The baseline projections and alternative fiscal scenario generated sharply contrasting estimates for the next decade. Under the baseline projection, which assumes a return to Clinton-era tax rates for everyone and the implementation of sequestration, the budget deficit declines sharply from $1.1 trillion in 2012 to $213 billion by 2015, the cumulative deficit between 2012 and 2022 is only $2.3 trillion, and the ratio of debt held by the public to GDP falls during that decade from 72.8 percent to 58.5 percent. Under the alternative fiscal scenario, by contrast, the budget deficit would dip only slightly by 2015 before resuming an inexorable rise; the cumulative deficit would amount to $10 trillion; and the debt to GDP ratio would soar to about 90 percent.

The bottom line is this: the features of the tax code that the fiscal cliff deal makes permanent closely mirror the assumptions at the heart of the alternative scenario. That means that in the future, the baseline projections will be much closer to political reality, and every new proposal will be judged against a single standard that will be much harder to challenge. The accounting gamesmanship that made so much of the recent budget discussion impenetrable to the public will subside. Congressional hearings will spend less time jousting over dueling baselines. Participants may be no readier than ever to agree about whether we should increase or cut spending and taxes, but it will be clearer whether a proposal represents an increase or a cut. Politicians will be forced to spend more time debating substance rather than shadows. (The dispute that broke out between the White House and CBO as to whether the fiscal cliff agreement increases or decreases the budget deficit is a timely example of the obfuscation dueling baselines can create.)

════════════════

§ **Task set**:
1) Under the baseline projection in the budget passage, how large is the cumulative deficit between 2012 and 2022?
2) Rewrite the budget passage between "The baseline projections and" and "about 90 percent.", inclusive, substituting "alternative budget scenario" for "alternative fiscal scenario".
3) Proceed with the passage about the fiscal cliff deal and budget baselines from its final sentence.

Data listing:
════════════════

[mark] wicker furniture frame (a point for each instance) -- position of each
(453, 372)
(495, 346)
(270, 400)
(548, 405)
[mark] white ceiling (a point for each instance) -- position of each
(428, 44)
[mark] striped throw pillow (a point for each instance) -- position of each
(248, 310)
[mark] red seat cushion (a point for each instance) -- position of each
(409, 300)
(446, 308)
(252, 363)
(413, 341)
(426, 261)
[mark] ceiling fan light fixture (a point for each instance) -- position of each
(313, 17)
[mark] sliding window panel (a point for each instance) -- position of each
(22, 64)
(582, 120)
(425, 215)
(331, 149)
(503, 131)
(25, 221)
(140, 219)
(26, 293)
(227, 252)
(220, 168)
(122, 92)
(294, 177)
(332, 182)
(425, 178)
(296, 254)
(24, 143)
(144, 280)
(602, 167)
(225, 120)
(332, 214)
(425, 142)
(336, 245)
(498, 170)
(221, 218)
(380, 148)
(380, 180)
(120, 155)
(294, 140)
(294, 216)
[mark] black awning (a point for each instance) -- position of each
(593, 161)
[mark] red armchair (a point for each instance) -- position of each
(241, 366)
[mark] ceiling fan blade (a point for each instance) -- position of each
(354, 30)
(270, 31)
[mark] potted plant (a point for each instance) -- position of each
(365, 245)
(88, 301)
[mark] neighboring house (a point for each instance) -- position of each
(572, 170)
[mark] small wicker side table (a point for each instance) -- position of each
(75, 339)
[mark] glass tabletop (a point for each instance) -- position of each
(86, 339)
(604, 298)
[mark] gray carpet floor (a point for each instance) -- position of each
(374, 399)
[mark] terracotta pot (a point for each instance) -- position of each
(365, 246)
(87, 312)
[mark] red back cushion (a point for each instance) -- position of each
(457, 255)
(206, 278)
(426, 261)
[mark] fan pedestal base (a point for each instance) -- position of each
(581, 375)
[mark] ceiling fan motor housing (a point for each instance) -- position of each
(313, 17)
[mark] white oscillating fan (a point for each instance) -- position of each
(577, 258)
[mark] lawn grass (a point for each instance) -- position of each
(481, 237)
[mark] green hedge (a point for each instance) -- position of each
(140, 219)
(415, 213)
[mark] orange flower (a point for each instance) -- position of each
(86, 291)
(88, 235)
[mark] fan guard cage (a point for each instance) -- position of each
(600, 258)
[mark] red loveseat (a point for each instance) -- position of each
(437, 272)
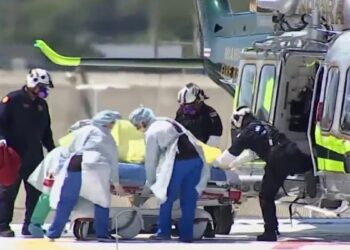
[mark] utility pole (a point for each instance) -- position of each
(154, 25)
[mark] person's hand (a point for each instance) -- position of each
(146, 191)
(3, 142)
(117, 190)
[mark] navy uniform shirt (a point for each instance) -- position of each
(258, 137)
(203, 124)
(26, 126)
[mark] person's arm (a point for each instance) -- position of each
(215, 128)
(47, 136)
(151, 159)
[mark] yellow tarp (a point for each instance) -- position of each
(131, 144)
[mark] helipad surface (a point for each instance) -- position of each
(305, 234)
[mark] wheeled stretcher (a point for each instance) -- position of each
(139, 214)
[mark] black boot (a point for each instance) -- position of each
(7, 233)
(268, 235)
(209, 231)
(25, 230)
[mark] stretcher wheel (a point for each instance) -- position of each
(80, 229)
(129, 224)
(223, 219)
(200, 224)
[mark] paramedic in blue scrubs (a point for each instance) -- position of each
(174, 166)
(90, 173)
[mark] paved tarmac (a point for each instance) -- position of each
(304, 234)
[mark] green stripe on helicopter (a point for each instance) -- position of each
(172, 63)
(55, 57)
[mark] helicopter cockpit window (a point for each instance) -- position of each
(265, 92)
(330, 98)
(247, 86)
(345, 117)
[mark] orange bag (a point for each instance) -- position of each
(10, 164)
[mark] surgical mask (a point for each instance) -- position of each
(189, 109)
(43, 92)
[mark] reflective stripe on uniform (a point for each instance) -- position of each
(330, 151)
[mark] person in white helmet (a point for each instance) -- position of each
(25, 125)
(195, 115)
(175, 168)
(205, 124)
(281, 155)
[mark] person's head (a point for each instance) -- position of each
(191, 98)
(242, 117)
(39, 82)
(141, 118)
(106, 118)
(79, 124)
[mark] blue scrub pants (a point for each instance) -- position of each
(185, 177)
(68, 199)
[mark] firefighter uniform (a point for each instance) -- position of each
(25, 125)
(203, 124)
(282, 158)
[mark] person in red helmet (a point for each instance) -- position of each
(25, 126)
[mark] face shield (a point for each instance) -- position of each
(191, 108)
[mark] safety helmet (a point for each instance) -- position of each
(190, 93)
(239, 115)
(39, 76)
(141, 115)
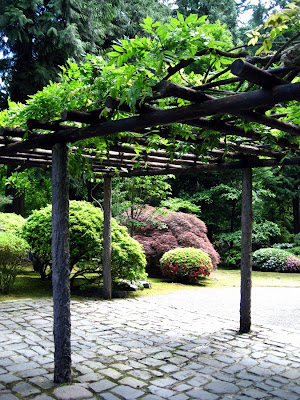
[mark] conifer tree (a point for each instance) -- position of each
(37, 36)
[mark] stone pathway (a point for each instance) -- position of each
(145, 349)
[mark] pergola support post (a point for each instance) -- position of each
(107, 288)
(246, 255)
(61, 264)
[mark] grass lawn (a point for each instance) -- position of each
(29, 284)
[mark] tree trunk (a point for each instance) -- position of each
(296, 215)
(61, 264)
(107, 291)
(18, 202)
(246, 256)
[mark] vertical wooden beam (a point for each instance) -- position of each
(246, 256)
(61, 264)
(107, 290)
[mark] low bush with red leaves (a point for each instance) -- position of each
(162, 231)
(185, 264)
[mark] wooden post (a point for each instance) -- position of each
(246, 256)
(107, 290)
(61, 264)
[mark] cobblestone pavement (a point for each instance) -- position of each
(145, 349)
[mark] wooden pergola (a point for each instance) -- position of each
(211, 107)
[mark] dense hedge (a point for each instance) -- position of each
(185, 264)
(12, 259)
(272, 259)
(86, 242)
(11, 222)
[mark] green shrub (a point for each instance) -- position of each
(86, 242)
(177, 204)
(12, 259)
(296, 239)
(11, 222)
(278, 260)
(294, 250)
(185, 264)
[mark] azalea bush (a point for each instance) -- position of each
(12, 259)
(278, 260)
(186, 264)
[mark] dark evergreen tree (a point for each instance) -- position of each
(130, 14)
(224, 11)
(38, 36)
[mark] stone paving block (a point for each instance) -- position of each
(111, 373)
(163, 382)
(32, 372)
(182, 387)
(90, 377)
(280, 379)
(25, 389)
(9, 378)
(72, 392)
(291, 374)
(169, 368)
(178, 360)
(109, 396)
(285, 395)
(22, 366)
(201, 394)
(127, 392)
(261, 371)
(250, 377)
(162, 355)
(135, 383)
(8, 396)
(141, 374)
(183, 375)
(221, 387)
(43, 382)
(198, 380)
(152, 397)
(162, 392)
(151, 362)
(180, 396)
(255, 393)
(101, 386)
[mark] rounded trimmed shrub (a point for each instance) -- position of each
(12, 259)
(86, 241)
(278, 260)
(185, 264)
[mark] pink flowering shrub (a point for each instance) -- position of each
(278, 260)
(185, 264)
(162, 231)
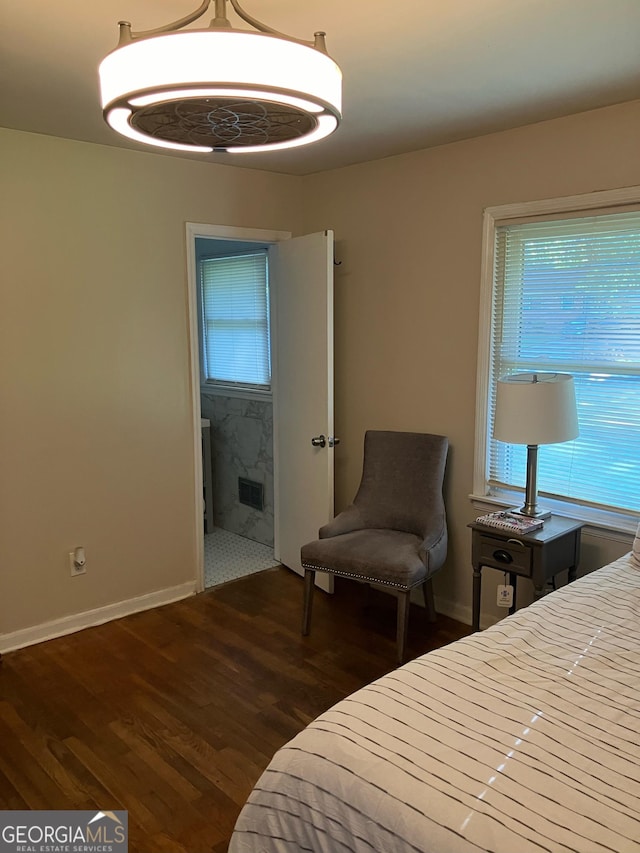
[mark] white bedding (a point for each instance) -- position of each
(524, 737)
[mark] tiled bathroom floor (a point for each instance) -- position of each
(228, 556)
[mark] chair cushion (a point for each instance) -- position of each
(388, 557)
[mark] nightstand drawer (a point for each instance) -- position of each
(512, 556)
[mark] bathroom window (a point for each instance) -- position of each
(235, 340)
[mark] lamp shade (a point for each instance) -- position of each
(221, 89)
(535, 408)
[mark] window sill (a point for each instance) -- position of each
(620, 526)
(232, 391)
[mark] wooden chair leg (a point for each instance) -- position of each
(309, 585)
(429, 605)
(403, 624)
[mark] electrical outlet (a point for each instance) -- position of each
(77, 562)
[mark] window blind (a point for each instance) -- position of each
(235, 320)
(567, 299)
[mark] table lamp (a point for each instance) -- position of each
(534, 409)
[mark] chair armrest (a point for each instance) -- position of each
(346, 521)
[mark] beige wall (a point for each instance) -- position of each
(95, 431)
(95, 424)
(408, 232)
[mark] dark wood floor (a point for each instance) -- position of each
(172, 714)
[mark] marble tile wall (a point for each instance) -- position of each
(241, 446)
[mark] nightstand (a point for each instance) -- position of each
(539, 555)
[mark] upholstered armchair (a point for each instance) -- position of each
(394, 533)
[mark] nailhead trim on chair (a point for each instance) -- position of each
(362, 577)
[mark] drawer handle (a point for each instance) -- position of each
(502, 556)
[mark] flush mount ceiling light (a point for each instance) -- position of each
(220, 89)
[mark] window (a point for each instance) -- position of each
(235, 321)
(562, 294)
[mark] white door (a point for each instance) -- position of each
(301, 272)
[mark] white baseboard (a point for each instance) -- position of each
(462, 613)
(78, 621)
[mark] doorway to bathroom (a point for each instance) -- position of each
(299, 473)
(236, 407)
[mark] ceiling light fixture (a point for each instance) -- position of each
(220, 88)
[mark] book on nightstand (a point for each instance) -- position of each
(505, 520)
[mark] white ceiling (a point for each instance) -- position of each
(417, 73)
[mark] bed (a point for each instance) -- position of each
(521, 738)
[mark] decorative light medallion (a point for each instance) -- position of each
(220, 89)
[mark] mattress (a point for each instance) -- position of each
(520, 738)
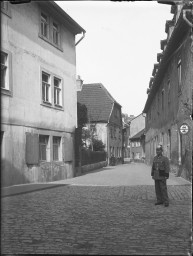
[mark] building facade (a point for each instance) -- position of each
(38, 92)
(169, 102)
(137, 145)
(104, 115)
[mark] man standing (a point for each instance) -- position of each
(160, 172)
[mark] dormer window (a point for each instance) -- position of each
(50, 30)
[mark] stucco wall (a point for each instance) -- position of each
(175, 112)
(23, 111)
(137, 124)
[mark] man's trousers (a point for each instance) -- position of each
(161, 191)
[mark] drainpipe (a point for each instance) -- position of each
(184, 17)
(80, 38)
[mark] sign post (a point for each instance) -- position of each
(184, 128)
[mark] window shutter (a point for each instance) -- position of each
(67, 146)
(32, 148)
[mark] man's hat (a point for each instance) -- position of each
(159, 147)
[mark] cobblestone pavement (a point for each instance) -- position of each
(102, 220)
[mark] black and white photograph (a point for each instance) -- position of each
(96, 127)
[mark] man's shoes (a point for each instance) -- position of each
(158, 203)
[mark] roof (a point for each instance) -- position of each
(98, 101)
(68, 22)
(180, 31)
(138, 135)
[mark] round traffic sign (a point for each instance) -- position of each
(184, 128)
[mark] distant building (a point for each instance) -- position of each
(104, 116)
(137, 146)
(38, 92)
(169, 102)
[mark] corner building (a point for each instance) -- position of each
(38, 92)
(169, 102)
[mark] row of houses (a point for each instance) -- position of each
(169, 104)
(40, 92)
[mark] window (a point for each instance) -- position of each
(179, 74)
(46, 91)
(5, 8)
(50, 30)
(52, 89)
(4, 5)
(55, 34)
(56, 148)
(44, 25)
(4, 70)
(57, 91)
(158, 103)
(169, 92)
(162, 99)
(43, 147)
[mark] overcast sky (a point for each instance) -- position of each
(120, 46)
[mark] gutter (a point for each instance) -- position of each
(80, 38)
(180, 31)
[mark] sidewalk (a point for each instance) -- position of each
(127, 177)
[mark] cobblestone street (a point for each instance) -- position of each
(98, 219)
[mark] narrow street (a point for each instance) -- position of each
(109, 211)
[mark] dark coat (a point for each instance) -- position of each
(160, 168)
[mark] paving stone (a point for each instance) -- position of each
(98, 220)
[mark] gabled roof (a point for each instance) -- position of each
(98, 101)
(68, 22)
(138, 135)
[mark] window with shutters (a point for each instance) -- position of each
(46, 88)
(6, 72)
(57, 92)
(44, 148)
(57, 156)
(5, 8)
(32, 148)
(55, 33)
(52, 90)
(44, 25)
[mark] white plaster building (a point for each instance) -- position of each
(38, 92)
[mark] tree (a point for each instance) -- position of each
(98, 145)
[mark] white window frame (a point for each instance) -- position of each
(169, 92)
(56, 33)
(52, 100)
(47, 88)
(179, 69)
(8, 74)
(162, 99)
(5, 8)
(45, 22)
(47, 148)
(59, 148)
(51, 31)
(57, 92)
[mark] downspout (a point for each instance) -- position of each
(80, 39)
(184, 17)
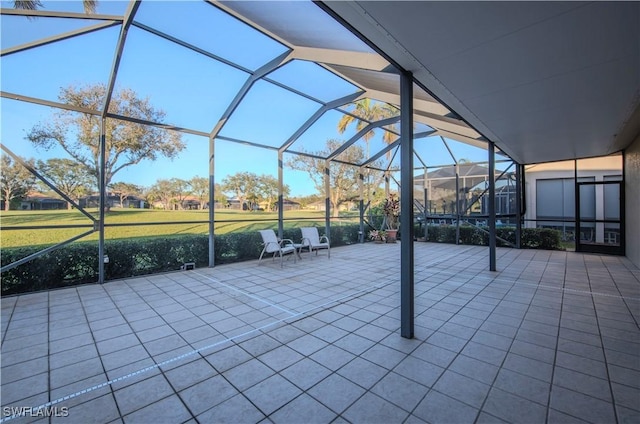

════════════════

§ **Responses in order**:
1) $2.3 trillion

2)
The baseline projections and alternative budget scenario generated sharply contrasting estimates for the next decade. Under the baseline projection, which assumes a return to Clinton-era tax rates for everyone and the implementation of sequestration, the budget deficit declines sharply from $1.1 trillion in 2012 to $213 billion by 2015, the cumulative deficit between 2012 and 2022 is only $2.3 trillion, and the ratio of debt held by the public to GDP falls during that decade from 72.8 percent to 58.5 percent. Under the alternative budget scenario, by contrast, the budget deficit would dip only slightly by 2015 before resuming an inexorable rise; the cumulative deficit would amount to $10 trillion; and the debt to GDP ratio would soar to about 90 percent.

3)
The agreement averting the fiscal cliff renders the basic reality of our situation clear enough for busy non-experts to understand. Without substantial tax increases and spending cuts, the annual budget deficit will average $1 trillion during the next decade, and our debt burden will move into what many (but certainly not all) economists regard as the danger-zone. Congress and the people will have to weigh these consequences against the sacrifices required to avert them.

One thing is clear: this debate is just beginning, and it won’t end anytime soon. The fiscal cliff agreement does nothing about the debt ceiling, delays sequestration for only two months, and leaves the impasse over appropriations where it was. Republicans who found themselves on the defensive after November see an opportunity to regain the advantage in February. They will insist on deep spending cuts in return for an increase in the debt ceiling, while President Obama has sworn never again to negotiate under the threat of default. But if our leaders in Washington now fail to make progress, it will be harder to blame the failure on fuzzy math.